▶ **Extrait**
Brassens et la camarde

Raymond Prunier

Brassens ou le désaccord parfait 

Ed. Mille sources 2022

Pour toute commande: gilbert.beaubatie@gmail.com

ou 05 55 26 27 77

25 € + 3 € de port

Ce livre n’est pas seulement une sorte de commentaire de son œuvre ni même seulement de ses paroles; ce livre prétend faire également entendre la musique de Brassens. 

Quand le lourdaud dit: la musique de Brassens c’est toujours la même chose, il ne sait pas à quel point il dit vrai. Ce “toujours la même chose” est son excellence; on peut le dire tout autant de Picasso, de Montaigne, de Racine. Cela porte un joli nom : c’est son STYLE. Autant dire: ainsi fut-il présent sur cette terre, voilà ce qu’il a apporté en propre à son art délicat. 

C’est un roulé fameux qu’il a imposé à nos tympans. Il a cent fois répété qu’on ne devait pas entendre sa musique… ou alors comme une musique de film, suggère-t-il. Il cultive le sombre des accords, trois doigts le pouce, il sait que cela n’a rien d’original. Je prétends qu’il invente une ritournelle qui fait pièce au temps contre la mort obligatoire; il a écrit “Le Gorille” pour dénoncer la peine de mort, mais la dénonciation de l’autre mort, la vraie, celle de tous, de chacun, l’inévitable, rôde également toujours à l’intérieur de chaque chanson. C’est le fait des très grands artistes, c’est à cela qu’on les reconnaît: la mort est là, on ne la voit pas, on ne l’entend pas, mais elle est là constamment tapie dans l’ombre, comme elle l’est dans nos vies dites quotidiennes. La mort dort derrière nos vacations, son oubli fait d’une certaine manière notre possibilité de vivre, de rire, de chanter. Mais jamais aucune seconde n’est semblable à la suivante. Or, la chanson est justement cette répétition; elle n’est nécessaire que parce que le refrain impose sa manière frémissante et obstinée. La chanson est dès lors un moyen royal pour faire la nique à la camarde, dont Brassens nous parle si souvent, en forme de murmure, pour nous confier sa crainte hélas justifiée. 

Rien n’est plus important dans sa musique que cette discrétion voulue. Il lutte insidieusement contre notre véritable ennemi, la finitude de nos existences précaires. Son fameux 6/8, ce trois en deux, est une course, une marche rapide, que l’auteur commente à satiété: c’est la mort qui est l’objectif réel, c’est la course à l’abîme qui est mimée. Le roulé incessant imite les vagues qui s’avancent monotones et donnent un décor régulier qui permet à l’auteur de bâtir l’aventure drolatique: fondations immobiles et mouvantes (le bateau dérisoire des “copains d’abord”) sur lesquelles la mélodie peut monter et donner sa pleine saveur. La régularité des sons permet à la mémoire de garder en son cœur (et jusqu’à notre mort) la puissante hypnose cathartique de ses chansons qui nous bercent en riant et  qui sont surtout, on le voit bien, autant de consolations.

▶ **Exercice court**
Réécrivez plus brièvement le paragraphe de l'extrait sur Brassens qui commence par « Rien n’est plus important », sans perdre ses idées principales.

▶ **Données présentées**
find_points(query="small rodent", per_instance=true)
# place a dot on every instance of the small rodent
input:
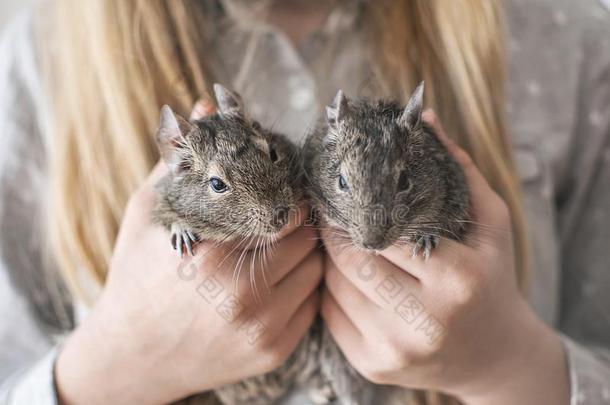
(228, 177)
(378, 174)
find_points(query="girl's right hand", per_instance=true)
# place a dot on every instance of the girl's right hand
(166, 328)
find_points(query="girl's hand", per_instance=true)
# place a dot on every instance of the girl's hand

--

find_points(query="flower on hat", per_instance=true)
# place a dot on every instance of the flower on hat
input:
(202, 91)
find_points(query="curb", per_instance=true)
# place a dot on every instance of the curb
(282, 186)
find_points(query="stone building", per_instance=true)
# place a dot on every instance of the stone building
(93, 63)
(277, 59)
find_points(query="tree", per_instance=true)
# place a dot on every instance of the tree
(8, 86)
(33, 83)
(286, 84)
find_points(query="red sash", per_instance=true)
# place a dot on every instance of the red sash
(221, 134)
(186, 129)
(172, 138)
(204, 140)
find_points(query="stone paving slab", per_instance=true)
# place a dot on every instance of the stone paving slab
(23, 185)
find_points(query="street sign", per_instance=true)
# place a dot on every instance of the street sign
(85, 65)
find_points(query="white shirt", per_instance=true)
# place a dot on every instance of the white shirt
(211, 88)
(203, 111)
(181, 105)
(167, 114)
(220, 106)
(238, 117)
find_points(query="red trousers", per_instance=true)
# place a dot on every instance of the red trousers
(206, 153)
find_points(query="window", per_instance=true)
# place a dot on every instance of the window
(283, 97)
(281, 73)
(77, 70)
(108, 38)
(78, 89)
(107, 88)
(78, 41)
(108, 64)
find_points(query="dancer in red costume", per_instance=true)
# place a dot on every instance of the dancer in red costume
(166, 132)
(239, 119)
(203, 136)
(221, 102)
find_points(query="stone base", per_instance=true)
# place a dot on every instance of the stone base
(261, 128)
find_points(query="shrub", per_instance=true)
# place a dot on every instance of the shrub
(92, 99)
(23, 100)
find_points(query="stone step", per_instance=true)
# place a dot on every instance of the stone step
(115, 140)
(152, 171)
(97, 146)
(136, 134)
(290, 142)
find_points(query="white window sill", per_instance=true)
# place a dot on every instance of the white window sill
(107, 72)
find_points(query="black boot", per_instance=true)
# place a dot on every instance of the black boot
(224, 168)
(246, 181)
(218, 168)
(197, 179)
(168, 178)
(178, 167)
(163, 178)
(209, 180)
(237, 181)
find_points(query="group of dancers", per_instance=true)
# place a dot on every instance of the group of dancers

▶ **Solution rédigée**
L'essentiel de la musique de Brassens tient à une discrétion voulue, par laquelle il lutte contre la finitude de nos existences. Son 6/8, ce trois en deux, est une marche rapide qui mime la course à l'abîme, la mort en étant l'objectif réel. Le roulé incessant imite des vagues monotones et forme un décor régulier sur lequel se bâtit l'aventure drolatique et monte la mélodie. Grâce à cette régularité, la mémoire garde jusqu'à la mort l'hypnose cathartique de ses chansons, qui nous bercent en riant et sont surtout des consolations.